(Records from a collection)
■ ■ ■ ■

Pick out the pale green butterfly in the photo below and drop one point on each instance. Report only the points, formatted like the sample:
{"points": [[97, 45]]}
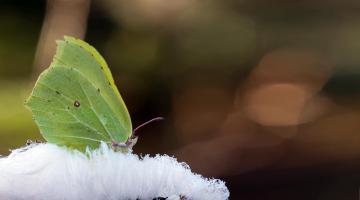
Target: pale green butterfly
{"points": [[76, 103]]}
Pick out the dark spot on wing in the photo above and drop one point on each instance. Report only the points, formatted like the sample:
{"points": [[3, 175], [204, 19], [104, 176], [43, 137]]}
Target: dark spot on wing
{"points": [[77, 103]]}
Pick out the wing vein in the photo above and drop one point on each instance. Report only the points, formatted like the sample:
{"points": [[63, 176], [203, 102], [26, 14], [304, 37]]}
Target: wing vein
{"points": [[69, 99]]}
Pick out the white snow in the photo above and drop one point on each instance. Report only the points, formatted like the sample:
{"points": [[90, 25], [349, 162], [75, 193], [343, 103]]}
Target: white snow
{"points": [[50, 172]]}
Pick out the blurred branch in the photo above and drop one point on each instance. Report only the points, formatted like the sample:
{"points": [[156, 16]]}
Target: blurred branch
{"points": [[63, 17]]}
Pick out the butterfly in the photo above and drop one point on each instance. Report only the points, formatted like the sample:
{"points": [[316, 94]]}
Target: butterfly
{"points": [[76, 103]]}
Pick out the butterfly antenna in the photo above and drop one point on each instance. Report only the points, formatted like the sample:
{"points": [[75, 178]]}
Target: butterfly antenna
{"points": [[146, 123]]}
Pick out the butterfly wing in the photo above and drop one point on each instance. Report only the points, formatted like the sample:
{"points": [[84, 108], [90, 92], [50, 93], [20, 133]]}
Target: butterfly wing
{"points": [[75, 101]]}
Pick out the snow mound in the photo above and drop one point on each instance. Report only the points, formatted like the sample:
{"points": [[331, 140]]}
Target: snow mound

■ ■ ■ ■

In your copy of the entries above, keep the text exact and leave out the pictures.

Pick out the pale green butterfly in the photo below and drop one point on each instance. Report only the points, formatted like the sample:
{"points": [[97, 45]]}
Target: pale green butterfly
{"points": [[76, 103]]}
Pick out the dark spot on wing in the photo above and drop one point on each instance. Report only the points, formatted like the sample:
{"points": [[3, 175], [204, 19], [104, 176], [43, 137]]}
Target: dark spot on wing
{"points": [[77, 103]]}
Pick out the wing vein in the photo above and drop one point on each instance. Report only the points, formatted like the sample:
{"points": [[63, 176], [203, 102], [26, 14], [304, 37]]}
Target: wing vein
{"points": [[69, 99]]}
Pick out the white snow in the photo above and drop one point on each instance. Report only the points, formatted like the sample:
{"points": [[90, 25], [349, 162], [75, 193], [343, 103]]}
Target: white snow
{"points": [[50, 172]]}
Pick out the blurred branch in the photo above and drop one point on each instance. Report only the points, formatted like the sample:
{"points": [[156, 16]]}
Target: blurred branch
{"points": [[63, 17]]}
Pick out the butterfly in the photo above and drop one point on each instance. Report only the points, formatted like the sample:
{"points": [[316, 94]]}
Target: butterfly
{"points": [[76, 103]]}
Pick out the butterfly antenna in the photo above and drop one point on each instance. Report only the points, formatted like the sample:
{"points": [[75, 178]]}
Target: butterfly antenna
{"points": [[146, 123]]}
Pick out the butterfly wing in the photo above and drop one point on each instance. Report only the points, formatted like the sample:
{"points": [[84, 108], [90, 92], [50, 93], [20, 133]]}
Target: butterfly wing
{"points": [[75, 101]]}
Pick out the snow mound in the photo above and drop one point on each instance. Report only the points, formatted like the sample:
{"points": [[331, 140]]}
Target: snow mound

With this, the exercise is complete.